DATA ENTRIES =>
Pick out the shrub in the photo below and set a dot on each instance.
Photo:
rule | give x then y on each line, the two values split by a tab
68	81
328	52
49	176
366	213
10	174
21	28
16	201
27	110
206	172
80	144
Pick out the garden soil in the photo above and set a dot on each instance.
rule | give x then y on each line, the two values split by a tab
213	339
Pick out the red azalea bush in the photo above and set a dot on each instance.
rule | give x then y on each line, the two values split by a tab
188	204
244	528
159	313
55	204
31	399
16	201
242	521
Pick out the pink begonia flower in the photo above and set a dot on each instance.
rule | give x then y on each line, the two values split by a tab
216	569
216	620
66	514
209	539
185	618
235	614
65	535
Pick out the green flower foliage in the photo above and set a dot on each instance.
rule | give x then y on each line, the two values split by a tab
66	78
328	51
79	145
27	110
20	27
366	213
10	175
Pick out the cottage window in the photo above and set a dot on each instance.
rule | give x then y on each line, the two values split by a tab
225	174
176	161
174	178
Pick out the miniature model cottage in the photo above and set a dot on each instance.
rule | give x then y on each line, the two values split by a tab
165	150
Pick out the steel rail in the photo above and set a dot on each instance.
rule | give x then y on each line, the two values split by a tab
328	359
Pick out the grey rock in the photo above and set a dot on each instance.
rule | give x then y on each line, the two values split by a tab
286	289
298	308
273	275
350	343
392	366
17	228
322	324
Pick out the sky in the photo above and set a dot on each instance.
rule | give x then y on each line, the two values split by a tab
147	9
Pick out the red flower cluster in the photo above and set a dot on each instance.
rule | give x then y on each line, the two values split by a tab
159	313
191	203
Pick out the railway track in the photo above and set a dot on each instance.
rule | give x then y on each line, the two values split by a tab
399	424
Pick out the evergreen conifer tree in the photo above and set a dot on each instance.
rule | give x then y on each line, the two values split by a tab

TASK DETAILS => Reproduce all of the material above with every "instance" changed to "occurrence", keeping everything else identical.

PROBLEM SOLUTION =>
Pick out the shrub in the photo below and set a dot on each occurrence.
Photo:
rule | give x then y on each line, the two values split by a tab
68	81
328	52
49	176
366	213
10	174
21	28
16	201
27	110
206	172
80	144
Pick out the garden soil in the photo above and set a dot on each occurrence.
rule | give x then y on each line, the two values split by a tab
213	339
Pick out the red azalea bush in the photo above and set a dot on each occurrence.
rule | give x then y on each line, the two values split by a tab
188	204
244	528
159	313
55	204
31	399
16	201
242	521
Pick out the pink begonia flower in the photo above and set a dot on each occurrence.
rule | give x then y on each line, the two values split by a tab
216	569
216	620
66	514
209	539
185	618
235	614
65	535
Pick out the green flower foliage in the photo above and set a dot on each occurrence.
rule | give x then y on each line, the two values split by a tab
66	78
328	51
79	145
27	110
20	27
366	213
10	175
Pick out the cottage window in the photo above and set a dot on each occurrence.
rule | give x then y on each line, the two values split by a tab
225	174
176	161
174	178
Pick out the miniature model cottage in the photo above and set a dot on each occurrence.
rule | give x then y on each line, the two values split by a tab
165	150
Pick out the steel rail in the photo above and set a dot on each occurrence.
rule | give x then y on each line, the two values split by a tab
328	359
Pick out the grey rock in the photo above and set a dot on each occurrence.
rule | give x then y on each line, the two values split by a tab
286	289
298	308
273	275
350	343
392	366
17	228
322	324
Pick out the sky in the photo above and set a dot on each occurrence.
rule | give x then y on each line, the two values split by a tab
147	9
Pick out the red flower cluster in the photo above and set a dot on each occurrence.
rule | give x then y on each line, the two values split by a tab
159	313
191	203
Pick out the railway track in the photo above and set a dot on each occurrence.
rule | give x then y on each line, the two values split by a tab
399	424
Pick out the evergreen conifer tree in the photo above and set a dot on each occurrence.
rule | give x then y on each line, the two values split by a tab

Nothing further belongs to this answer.